-- Start Data provided --

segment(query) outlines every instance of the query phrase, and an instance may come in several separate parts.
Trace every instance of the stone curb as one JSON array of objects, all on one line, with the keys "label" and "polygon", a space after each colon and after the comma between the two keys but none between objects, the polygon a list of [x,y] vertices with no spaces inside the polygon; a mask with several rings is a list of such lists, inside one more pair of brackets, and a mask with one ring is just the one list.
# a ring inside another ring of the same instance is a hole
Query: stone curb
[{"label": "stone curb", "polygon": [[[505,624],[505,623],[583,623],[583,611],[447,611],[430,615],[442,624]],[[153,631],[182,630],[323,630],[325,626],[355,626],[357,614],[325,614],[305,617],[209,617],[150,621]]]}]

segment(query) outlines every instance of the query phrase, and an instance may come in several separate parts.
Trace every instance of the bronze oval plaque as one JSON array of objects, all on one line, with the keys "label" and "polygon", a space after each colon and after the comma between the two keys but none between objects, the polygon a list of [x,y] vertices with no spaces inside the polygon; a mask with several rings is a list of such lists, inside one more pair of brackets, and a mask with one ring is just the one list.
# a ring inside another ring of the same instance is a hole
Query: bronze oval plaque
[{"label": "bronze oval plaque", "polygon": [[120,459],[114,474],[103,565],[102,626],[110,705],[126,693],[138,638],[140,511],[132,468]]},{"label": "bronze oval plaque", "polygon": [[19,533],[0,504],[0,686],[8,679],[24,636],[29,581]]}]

-- End Data provided --

— Your objective —
Can you restate every record above word for word?

— Output —
segment(query) outlines every instance of the query phrase, and an instance may come in several separate parts.
Trace every instance of the stone curb as one JSON array of objects, all on one line, with the keys "label" and "polygon", a space after each colon and after the comma between the two keys but none between objects, the polygon a list of [x,y] vertices with no spaces inside the polygon; a mask with several rings is a list of such lists, inside one more pair of brackets, and a mask with one ring is just the one list.
# a ring inside another ring of the same instance is a hole
Query: stone curb
[{"label": "stone curb", "polygon": [[[505,624],[505,623],[583,623],[583,611],[447,611],[430,615],[442,624]],[[153,631],[182,630],[323,630],[325,626],[355,626],[357,614],[325,614],[305,617],[209,617],[150,621]]]}]

segment(query) outlines every instance of the query phrase, and an instance may come in several separate parts.
Trace every instance of the bronze oval plaque as one JSON array of objects, all on one line, with the keys "label" and "polygon", a space after each colon and after the comma between the two keys but none between objects, the polygon a list of [x,y] vertices with no spaces inside the polygon; a mask with several rings is a list of such lists, inside one more pair of brackets, and a mask with one ring is just the one list.
# a ring inside another ring of the same instance is a hole
Query: bronze oval plaque
[{"label": "bronze oval plaque", "polygon": [[120,459],[114,474],[103,565],[102,626],[110,705],[126,693],[138,638],[140,511],[132,468]]},{"label": "bronze oval plaque", "polygon": [[19,533],[0,504],[0,686],[8,679],[24,636],[29,581]]}]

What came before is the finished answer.